== Provided passage ==
+ + + +

Videogames Really Are Linked to Violence
ahoehn writes "Amanda Schaffer has written a refreshingly balanced piece about the connection between video games and violence. Instead of regurgitating the typical reactionary voices in this debate, she looks at what scientific studies suggest about the issue. From the article: 'Pathological acts of course have multiple, complex causes and are terribly hard to predict. And clearly, millions of people play Counter-Strike, Halo, and Doom and never commit crimes. But the subtler question is whether exposure to video-game violence is one risk factor for increased aggression: Is it associated with shifts in attitudes or responses that may predispose kids to act out? A large body of evidence suggests that this may be so ... Given this, it makes sense to be specific about which games may be linked to harmful effects and which to neutral or good ones. Better research is also needed to understand whether some kids are more vulnerable to video-game violence, and how exposure interacts with other risk factors for aggression like poverty, psychological disorders, and a history of abuse.'"
How is this any different than Joe Six-pack who gets pissed off after his team looses on Monday Night Football and decides to beat his wife to take out his frustrations, or the guy that has a bad hole on the golf course and wraps his driver around a tree? There have been losers like that since Ally Oop lost 20 clams on a Mastodon race, went back to his cave and clubbed his wife. Some people just can't handle things not going their way. If there was a way to screen them and take them out of gene pool I'd be all for it, but to try and point the root cause to some external influence is just shifting the blame. The problem isn't that Johnny plays counterstrike; it's that Johnny has a violent temper and lack of self control. You can plug any anything in place of video games, the stock market, sports even jobs, basically anything that can involve a positive or negative outcome can lead to violence in a person inclined to be violent.
Last year I was discussing something similar with a friend.
They say people who watch wrestling are more likely to be violent.
I ask, is it not the other way around?
Perhaps people who are naturally violent are more likely to watch wrestling?
Does it make you happy you're so strange?

+ + + +

== Try it ==
Copy word for word the section of the passage on video games and violence that begins with "Last year I" and ends with "you're so strange?". The entries that come after this have nothing to do with the passage.

== Data for review ==
+ + + +

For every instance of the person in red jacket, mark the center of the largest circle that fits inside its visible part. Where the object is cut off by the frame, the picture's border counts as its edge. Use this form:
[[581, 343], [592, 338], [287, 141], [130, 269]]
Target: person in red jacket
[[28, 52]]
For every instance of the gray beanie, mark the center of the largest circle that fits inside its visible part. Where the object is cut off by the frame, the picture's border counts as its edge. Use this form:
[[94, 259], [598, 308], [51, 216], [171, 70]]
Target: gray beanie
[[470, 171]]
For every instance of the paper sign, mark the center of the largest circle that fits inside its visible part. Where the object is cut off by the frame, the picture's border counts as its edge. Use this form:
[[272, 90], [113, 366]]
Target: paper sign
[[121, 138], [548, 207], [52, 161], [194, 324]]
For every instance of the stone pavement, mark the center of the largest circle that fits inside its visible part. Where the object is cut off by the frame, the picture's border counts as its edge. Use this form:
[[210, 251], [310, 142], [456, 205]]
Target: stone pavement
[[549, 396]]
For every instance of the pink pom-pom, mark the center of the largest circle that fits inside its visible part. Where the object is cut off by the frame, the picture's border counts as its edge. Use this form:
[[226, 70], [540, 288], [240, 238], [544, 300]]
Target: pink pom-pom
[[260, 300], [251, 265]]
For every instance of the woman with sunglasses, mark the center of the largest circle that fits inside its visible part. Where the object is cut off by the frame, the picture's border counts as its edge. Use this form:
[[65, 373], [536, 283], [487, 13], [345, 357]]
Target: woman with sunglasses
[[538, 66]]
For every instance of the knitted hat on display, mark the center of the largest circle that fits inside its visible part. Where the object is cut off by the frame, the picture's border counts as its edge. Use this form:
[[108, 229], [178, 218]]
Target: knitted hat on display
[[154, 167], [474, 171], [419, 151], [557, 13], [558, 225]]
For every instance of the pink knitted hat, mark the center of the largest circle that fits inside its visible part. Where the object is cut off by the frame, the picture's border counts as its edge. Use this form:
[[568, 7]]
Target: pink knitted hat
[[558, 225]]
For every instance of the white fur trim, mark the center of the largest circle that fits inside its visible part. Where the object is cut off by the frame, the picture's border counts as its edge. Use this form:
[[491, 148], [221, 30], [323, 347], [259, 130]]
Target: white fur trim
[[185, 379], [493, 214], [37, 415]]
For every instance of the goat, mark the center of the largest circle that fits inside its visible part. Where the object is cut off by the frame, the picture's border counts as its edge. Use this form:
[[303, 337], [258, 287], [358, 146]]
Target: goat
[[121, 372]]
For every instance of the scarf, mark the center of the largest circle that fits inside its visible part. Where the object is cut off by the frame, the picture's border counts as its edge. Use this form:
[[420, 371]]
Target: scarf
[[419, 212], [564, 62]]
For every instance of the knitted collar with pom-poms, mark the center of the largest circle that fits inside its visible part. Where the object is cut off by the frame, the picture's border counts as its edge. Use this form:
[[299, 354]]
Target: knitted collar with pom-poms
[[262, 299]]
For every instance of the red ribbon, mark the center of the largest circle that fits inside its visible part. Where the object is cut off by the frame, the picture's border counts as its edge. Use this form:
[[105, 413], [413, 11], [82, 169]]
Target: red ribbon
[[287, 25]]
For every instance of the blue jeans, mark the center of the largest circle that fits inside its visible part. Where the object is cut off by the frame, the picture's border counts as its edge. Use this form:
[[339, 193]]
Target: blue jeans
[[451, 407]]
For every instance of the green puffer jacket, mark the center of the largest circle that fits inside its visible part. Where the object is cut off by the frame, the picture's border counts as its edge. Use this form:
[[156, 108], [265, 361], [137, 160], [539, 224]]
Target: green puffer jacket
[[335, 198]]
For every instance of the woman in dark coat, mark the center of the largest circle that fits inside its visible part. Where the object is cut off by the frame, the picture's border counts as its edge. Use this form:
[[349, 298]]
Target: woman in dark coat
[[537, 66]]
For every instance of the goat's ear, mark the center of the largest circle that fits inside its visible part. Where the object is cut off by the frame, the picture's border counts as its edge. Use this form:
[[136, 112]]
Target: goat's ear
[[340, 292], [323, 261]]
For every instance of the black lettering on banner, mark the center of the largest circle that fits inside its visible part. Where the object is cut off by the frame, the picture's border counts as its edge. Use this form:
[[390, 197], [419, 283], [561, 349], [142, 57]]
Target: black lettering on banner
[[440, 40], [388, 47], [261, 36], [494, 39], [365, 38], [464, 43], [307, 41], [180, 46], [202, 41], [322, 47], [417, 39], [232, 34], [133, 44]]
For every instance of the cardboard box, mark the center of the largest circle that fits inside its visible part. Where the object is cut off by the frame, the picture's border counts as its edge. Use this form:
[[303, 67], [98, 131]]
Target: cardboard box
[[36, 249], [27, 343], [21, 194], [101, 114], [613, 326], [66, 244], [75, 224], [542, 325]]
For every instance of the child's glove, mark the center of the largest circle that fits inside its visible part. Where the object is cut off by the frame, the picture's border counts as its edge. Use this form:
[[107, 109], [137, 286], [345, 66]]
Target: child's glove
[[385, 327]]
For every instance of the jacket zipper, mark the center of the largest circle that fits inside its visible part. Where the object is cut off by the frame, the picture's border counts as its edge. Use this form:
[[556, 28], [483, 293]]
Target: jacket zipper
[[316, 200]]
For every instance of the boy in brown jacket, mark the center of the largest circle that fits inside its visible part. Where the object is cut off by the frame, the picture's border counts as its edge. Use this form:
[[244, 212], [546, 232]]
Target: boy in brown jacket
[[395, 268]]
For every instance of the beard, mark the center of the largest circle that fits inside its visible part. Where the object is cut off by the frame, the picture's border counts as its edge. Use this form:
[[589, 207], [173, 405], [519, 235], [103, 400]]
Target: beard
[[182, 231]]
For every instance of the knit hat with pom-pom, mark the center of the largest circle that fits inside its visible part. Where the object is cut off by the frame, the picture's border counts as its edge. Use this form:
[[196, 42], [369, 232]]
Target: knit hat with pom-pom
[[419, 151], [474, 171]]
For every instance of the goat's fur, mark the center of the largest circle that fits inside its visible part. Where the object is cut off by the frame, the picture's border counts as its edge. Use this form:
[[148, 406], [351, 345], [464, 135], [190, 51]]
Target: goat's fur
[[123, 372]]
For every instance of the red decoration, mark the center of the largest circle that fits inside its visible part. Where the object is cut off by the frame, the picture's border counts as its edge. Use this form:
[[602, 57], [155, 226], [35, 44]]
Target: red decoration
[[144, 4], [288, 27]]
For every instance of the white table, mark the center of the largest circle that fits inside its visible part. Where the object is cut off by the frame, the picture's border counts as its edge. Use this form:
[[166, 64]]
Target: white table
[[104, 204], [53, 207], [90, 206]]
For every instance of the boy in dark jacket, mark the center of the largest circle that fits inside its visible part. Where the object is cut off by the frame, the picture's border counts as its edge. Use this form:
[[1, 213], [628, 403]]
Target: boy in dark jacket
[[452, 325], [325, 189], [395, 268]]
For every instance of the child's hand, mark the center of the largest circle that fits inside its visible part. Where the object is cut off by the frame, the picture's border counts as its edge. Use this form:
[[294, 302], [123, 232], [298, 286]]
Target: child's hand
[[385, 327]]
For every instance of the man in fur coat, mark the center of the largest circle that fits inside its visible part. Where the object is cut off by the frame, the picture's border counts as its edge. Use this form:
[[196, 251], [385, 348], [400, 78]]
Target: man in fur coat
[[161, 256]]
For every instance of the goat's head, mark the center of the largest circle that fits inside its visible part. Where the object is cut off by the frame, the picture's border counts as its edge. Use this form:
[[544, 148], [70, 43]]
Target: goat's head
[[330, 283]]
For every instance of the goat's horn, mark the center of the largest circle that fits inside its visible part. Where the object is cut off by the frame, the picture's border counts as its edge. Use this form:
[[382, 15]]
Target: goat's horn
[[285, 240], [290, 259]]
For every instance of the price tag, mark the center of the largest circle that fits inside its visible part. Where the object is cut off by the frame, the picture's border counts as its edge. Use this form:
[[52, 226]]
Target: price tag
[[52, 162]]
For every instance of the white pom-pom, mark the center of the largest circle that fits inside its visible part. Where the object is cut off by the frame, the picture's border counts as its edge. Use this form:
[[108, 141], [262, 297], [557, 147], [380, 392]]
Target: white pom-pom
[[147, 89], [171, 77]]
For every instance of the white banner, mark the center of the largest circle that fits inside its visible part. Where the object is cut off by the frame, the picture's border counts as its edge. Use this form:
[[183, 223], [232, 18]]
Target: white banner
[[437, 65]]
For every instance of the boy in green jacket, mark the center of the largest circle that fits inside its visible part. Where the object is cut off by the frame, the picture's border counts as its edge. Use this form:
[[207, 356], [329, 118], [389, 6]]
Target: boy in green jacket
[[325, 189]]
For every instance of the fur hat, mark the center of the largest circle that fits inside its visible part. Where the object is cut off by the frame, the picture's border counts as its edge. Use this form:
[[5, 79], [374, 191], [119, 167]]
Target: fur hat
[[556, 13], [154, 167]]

+ + + +

== Answer space ==
Last year I was discussing something similar with a friend.
They say people who watch wrestling are more likely to be violent.
I ask, is it not the other way around?
Perhaps people who are naturally violent are more likely to watch wrestling?
Does it make you happy you're so strange?